JOB —
The line containing "Please identify the woman's ear" and every line after it, through the last, are to be extracted exactly; no other lines belong in the answer.

DATASET RECORDS —
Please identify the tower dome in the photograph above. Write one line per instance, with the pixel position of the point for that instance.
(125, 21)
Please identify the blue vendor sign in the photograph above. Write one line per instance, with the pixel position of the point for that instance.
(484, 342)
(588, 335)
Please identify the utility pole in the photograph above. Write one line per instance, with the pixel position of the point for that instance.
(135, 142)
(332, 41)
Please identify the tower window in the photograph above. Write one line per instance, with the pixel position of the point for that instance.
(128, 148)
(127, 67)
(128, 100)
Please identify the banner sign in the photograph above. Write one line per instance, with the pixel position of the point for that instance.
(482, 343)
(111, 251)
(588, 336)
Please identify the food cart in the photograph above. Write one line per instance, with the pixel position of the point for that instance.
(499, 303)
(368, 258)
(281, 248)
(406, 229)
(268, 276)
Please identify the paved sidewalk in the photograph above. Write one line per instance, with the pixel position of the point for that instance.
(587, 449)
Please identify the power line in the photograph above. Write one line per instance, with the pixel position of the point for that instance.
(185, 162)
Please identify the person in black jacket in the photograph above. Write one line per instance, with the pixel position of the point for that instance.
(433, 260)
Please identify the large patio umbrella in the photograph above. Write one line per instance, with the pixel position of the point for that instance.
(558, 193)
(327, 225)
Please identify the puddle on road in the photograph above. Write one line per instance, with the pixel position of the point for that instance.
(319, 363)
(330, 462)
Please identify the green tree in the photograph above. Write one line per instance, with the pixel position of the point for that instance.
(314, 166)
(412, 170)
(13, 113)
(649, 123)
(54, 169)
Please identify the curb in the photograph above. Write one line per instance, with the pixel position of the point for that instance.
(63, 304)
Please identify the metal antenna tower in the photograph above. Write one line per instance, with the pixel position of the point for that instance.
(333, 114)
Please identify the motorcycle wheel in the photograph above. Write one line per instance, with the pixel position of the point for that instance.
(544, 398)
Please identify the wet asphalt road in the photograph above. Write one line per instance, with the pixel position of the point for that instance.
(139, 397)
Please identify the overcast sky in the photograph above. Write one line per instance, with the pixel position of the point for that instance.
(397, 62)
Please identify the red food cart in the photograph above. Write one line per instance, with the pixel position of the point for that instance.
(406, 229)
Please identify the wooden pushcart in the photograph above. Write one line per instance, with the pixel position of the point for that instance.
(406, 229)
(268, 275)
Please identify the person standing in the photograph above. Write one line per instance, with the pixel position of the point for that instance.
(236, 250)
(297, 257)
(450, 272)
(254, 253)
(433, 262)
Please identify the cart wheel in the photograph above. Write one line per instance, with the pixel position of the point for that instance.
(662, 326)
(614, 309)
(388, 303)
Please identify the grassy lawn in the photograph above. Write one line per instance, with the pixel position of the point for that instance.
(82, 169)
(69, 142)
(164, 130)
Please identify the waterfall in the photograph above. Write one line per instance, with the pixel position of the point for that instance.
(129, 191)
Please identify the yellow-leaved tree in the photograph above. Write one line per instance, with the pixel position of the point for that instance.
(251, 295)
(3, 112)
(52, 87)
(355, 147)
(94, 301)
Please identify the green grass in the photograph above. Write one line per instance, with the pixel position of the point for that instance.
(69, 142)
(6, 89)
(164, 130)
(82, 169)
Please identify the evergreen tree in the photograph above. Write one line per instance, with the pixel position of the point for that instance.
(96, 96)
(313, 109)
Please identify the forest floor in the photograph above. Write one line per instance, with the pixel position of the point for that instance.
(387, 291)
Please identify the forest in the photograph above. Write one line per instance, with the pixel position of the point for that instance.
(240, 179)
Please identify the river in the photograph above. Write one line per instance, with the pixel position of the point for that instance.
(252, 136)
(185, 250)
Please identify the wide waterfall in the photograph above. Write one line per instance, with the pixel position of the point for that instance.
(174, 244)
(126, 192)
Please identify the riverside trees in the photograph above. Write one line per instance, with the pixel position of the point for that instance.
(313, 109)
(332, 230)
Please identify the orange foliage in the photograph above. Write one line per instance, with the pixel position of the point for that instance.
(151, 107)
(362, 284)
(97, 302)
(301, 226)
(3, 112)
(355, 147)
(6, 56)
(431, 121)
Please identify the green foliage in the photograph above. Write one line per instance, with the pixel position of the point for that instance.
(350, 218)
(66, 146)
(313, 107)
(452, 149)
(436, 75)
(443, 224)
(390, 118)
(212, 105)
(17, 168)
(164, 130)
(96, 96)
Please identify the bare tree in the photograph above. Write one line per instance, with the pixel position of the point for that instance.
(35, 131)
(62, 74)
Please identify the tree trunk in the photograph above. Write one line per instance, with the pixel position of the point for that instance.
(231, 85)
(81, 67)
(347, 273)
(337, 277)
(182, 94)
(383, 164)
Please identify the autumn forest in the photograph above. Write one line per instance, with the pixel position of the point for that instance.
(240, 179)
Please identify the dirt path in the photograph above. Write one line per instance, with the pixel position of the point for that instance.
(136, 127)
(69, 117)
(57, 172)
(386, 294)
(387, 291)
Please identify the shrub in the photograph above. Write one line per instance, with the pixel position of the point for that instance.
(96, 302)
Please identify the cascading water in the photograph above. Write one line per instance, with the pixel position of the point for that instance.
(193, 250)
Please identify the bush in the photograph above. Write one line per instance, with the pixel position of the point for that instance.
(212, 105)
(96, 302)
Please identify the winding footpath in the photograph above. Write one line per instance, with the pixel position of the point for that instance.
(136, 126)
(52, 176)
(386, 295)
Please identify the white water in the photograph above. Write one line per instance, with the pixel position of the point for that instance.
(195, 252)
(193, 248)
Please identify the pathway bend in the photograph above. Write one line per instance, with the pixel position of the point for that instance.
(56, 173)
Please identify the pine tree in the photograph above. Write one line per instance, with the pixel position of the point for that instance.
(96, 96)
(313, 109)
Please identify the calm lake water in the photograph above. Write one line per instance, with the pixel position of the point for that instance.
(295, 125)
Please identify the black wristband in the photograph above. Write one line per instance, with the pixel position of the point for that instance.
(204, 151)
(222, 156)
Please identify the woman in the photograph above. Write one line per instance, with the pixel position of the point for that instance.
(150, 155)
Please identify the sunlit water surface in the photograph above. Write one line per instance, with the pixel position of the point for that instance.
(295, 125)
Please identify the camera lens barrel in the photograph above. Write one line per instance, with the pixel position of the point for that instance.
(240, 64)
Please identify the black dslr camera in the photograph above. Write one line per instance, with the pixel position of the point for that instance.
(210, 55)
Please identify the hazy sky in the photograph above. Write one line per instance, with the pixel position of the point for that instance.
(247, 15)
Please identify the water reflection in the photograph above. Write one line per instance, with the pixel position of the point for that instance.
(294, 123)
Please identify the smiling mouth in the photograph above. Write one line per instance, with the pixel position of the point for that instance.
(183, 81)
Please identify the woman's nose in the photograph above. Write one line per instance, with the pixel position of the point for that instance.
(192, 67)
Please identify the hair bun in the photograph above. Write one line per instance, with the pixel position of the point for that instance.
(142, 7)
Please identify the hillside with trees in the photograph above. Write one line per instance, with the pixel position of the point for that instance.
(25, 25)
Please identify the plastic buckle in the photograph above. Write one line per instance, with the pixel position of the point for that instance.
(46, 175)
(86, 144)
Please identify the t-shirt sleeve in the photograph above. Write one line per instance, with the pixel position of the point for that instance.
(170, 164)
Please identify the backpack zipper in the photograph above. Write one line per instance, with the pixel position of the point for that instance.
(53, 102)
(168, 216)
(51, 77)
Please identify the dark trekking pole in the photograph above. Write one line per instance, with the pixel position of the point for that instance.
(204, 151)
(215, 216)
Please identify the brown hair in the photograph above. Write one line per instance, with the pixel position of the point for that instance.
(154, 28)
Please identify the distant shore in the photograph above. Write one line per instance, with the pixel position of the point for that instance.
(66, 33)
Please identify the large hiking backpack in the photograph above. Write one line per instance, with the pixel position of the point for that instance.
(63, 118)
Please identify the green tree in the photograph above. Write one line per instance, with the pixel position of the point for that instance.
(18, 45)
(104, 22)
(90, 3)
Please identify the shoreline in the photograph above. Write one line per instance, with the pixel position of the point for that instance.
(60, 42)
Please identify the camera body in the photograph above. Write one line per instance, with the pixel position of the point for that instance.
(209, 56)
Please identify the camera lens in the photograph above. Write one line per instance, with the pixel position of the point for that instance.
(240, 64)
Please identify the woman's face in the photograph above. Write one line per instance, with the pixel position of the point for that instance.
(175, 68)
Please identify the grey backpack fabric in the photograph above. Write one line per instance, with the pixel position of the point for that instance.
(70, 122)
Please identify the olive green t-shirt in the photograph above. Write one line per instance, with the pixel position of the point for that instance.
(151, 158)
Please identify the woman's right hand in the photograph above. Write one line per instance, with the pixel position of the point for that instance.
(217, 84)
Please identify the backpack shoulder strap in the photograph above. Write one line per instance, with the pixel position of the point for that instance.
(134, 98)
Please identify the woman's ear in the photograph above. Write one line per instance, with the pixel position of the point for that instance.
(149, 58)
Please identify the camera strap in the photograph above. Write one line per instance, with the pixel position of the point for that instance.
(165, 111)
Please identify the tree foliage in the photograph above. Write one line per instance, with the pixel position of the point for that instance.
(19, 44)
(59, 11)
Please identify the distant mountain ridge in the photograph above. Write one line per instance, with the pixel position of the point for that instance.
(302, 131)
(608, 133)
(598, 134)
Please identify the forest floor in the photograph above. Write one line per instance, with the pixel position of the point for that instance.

ANSWER TO THE EXERCISE —
Please identify the woman's ear in the photograph above. Write one line per instance, with the pixel position of the point for that instance.
(149, 58)
Please identify the camera strap in the photograph above. Write one line per instance, with the pixel position of the point for that instance.
(165, 111)
Please identify the tree foliage in the photograph above. Write one line per instance, with the pixel position of the point for that instance.
(19, 44)
(59, 11)
Please identify the distant mountain ridge in the photograph above. Write one line per instance, with the pixel position of the point for that instance.
(302, 131)
(608, 133)
(598, 134)
Please identify the forest floor in the photograph above. Write one line per instance, with the pixel position of the point for that instance.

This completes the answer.